=== Section Start ===

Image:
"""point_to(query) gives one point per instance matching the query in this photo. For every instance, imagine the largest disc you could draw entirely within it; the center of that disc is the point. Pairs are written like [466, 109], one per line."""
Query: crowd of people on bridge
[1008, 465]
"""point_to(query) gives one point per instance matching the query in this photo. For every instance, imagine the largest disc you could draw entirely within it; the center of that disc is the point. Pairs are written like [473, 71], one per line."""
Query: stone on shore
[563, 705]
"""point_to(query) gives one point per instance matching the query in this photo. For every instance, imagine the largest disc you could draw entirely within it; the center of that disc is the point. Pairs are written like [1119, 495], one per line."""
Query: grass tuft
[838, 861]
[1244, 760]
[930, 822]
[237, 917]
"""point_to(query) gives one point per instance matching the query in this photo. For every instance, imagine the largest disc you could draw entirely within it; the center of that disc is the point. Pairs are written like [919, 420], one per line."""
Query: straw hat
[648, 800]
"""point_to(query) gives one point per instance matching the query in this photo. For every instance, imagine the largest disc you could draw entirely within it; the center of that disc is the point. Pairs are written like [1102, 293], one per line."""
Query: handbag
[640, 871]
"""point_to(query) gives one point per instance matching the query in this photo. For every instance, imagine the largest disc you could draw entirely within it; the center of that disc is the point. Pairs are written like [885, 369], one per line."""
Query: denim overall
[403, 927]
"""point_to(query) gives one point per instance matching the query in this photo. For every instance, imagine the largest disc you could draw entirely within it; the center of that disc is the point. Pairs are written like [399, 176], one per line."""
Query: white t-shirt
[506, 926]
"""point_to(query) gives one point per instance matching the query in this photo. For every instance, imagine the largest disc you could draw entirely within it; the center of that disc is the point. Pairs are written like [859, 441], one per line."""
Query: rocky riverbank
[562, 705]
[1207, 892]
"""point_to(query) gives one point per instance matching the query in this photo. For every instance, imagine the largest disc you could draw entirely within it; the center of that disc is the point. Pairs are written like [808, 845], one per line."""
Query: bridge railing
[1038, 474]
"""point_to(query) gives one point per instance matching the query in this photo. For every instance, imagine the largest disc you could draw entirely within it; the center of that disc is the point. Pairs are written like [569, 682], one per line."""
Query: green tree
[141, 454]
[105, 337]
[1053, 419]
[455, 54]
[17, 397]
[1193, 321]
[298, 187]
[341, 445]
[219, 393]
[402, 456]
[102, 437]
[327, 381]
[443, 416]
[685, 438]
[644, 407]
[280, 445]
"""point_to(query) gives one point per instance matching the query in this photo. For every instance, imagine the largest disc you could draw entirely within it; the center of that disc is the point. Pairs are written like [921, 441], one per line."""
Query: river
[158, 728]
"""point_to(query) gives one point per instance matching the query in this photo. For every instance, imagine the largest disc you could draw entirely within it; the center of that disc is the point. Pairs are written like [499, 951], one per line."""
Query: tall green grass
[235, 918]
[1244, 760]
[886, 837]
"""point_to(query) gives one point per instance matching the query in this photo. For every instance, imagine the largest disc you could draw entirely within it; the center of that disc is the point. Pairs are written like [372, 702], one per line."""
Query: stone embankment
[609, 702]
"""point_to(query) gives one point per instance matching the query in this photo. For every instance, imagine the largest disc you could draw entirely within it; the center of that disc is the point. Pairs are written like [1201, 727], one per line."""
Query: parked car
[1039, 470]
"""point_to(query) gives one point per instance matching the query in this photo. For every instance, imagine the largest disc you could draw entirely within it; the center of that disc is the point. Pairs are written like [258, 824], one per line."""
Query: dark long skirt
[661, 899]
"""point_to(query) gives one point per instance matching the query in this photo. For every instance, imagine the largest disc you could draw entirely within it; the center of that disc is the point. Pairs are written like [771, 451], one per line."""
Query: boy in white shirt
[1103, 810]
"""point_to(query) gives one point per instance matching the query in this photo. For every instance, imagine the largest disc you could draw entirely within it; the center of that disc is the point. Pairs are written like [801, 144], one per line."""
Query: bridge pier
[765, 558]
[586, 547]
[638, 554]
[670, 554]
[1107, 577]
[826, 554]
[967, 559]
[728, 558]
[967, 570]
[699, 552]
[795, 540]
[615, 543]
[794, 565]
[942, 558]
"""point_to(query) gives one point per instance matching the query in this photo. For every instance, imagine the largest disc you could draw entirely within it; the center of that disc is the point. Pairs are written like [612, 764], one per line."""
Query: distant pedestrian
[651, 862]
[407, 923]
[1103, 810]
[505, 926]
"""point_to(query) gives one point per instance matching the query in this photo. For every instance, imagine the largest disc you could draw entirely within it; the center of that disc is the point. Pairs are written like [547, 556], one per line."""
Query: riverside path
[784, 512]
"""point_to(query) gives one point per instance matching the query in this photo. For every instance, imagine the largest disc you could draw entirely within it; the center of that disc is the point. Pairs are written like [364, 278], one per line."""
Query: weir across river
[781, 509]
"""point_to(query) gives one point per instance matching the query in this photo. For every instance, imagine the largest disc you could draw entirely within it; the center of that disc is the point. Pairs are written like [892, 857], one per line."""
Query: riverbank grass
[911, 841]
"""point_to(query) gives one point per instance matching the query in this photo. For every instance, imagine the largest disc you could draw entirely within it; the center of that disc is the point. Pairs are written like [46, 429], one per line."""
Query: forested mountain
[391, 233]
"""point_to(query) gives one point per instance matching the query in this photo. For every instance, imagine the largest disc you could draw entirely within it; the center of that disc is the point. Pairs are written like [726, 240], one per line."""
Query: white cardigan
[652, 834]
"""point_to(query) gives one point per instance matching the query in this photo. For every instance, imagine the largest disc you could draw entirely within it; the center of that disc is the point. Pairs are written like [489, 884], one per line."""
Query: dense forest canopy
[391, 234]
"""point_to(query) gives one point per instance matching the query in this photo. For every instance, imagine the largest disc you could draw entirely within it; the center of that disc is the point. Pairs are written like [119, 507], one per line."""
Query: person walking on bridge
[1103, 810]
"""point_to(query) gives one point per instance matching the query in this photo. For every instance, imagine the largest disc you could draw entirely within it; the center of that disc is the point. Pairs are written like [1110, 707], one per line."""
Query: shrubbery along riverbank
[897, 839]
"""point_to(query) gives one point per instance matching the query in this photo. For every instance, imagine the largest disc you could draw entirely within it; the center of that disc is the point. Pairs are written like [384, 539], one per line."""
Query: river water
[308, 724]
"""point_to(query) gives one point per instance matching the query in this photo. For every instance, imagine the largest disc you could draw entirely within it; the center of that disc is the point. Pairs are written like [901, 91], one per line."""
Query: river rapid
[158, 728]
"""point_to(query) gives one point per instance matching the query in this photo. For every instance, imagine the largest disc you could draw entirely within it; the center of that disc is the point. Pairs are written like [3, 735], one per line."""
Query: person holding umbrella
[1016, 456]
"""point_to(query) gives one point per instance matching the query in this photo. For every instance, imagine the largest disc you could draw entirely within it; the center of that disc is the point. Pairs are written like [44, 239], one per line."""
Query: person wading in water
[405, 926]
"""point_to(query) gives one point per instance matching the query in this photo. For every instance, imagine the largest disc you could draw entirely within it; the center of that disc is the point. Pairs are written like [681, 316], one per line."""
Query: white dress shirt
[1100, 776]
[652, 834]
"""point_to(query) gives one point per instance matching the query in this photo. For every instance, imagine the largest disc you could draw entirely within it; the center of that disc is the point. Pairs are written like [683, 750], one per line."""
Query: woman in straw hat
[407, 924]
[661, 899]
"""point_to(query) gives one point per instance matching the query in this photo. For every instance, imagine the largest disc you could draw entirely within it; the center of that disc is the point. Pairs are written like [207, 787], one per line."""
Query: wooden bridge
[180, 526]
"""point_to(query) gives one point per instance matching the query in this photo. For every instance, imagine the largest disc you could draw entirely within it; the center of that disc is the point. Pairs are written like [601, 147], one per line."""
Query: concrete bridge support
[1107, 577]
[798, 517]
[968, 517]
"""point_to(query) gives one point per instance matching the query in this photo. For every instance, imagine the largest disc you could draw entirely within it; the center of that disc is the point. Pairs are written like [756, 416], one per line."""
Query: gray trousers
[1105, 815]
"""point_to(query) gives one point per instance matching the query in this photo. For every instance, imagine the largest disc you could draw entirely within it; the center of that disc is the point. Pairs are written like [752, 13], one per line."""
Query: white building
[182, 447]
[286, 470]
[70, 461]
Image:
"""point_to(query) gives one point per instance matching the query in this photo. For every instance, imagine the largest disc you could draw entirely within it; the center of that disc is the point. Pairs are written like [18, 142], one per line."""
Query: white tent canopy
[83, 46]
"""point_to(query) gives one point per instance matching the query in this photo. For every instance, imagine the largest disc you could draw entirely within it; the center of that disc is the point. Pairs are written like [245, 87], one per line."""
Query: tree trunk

=== Section End ===

__Work request__
What you give back must match the material exactly, beginning with its first line and ending with the line holding "[399, 176], one".

__Response box__
Image:
"""point_to(query) gives one point per instance matching the query in this photo. For every instance, imagine the largest disc you could draw entirely within it; the center of that disc is the point. Pairs are written like [466, 109], one per line."""
Query: crowd of people on bridge
[1008, 465]
"""point_to(query) gives one point per instance matching the query in this photo. For every instance, imagine the largest disc you could draw entirely within it; the center of that disc is the point. Pairs are written like [473, 71], one per line."""
Query: stone on shore
[563, 705]
"""point_to(query) gives one point per instance matching the query in this photo. For every instance, imagine the largest disc you could draw entirely within it; the center of that disc is the point. Pairs are written like [1119, 495], one per line."""
Query: grass tuft
[838, 861]
[1244, 760]
[930, 822]
[237, 917]
"""point_to(query) gives one point per instance matching the query in this photo. For every instance, imagine the largest disc you could draw entirely within it; the center of that disc is the point. Pairs are written like [919, 420], one per line."""
Query: straw hat
[648, 800]
"""point_to(query) gives one point per instance matching the query in this photo. For every instance, imagine the largest disc you could draw entirely within it; the center of that disc is the point. Pairs are written like [1102, 293], one per line."""
Query: handbag
[640, 871]
"""point_to(query) gives one point per instance matching the query in this photo. For every instance, imagine the largest disc you could draw entirely within it; the center of that disc is the point. Pairs are written like [885, 369], one per line."""
Query: denim overall
[403, 927]
"""point_to(query) gives one point per instance matching the query in this photo. For every instance, imagine the largest disc you could draw entirely within it; the center of that disc is the point. Pairs are written like [399, 176], one per line."""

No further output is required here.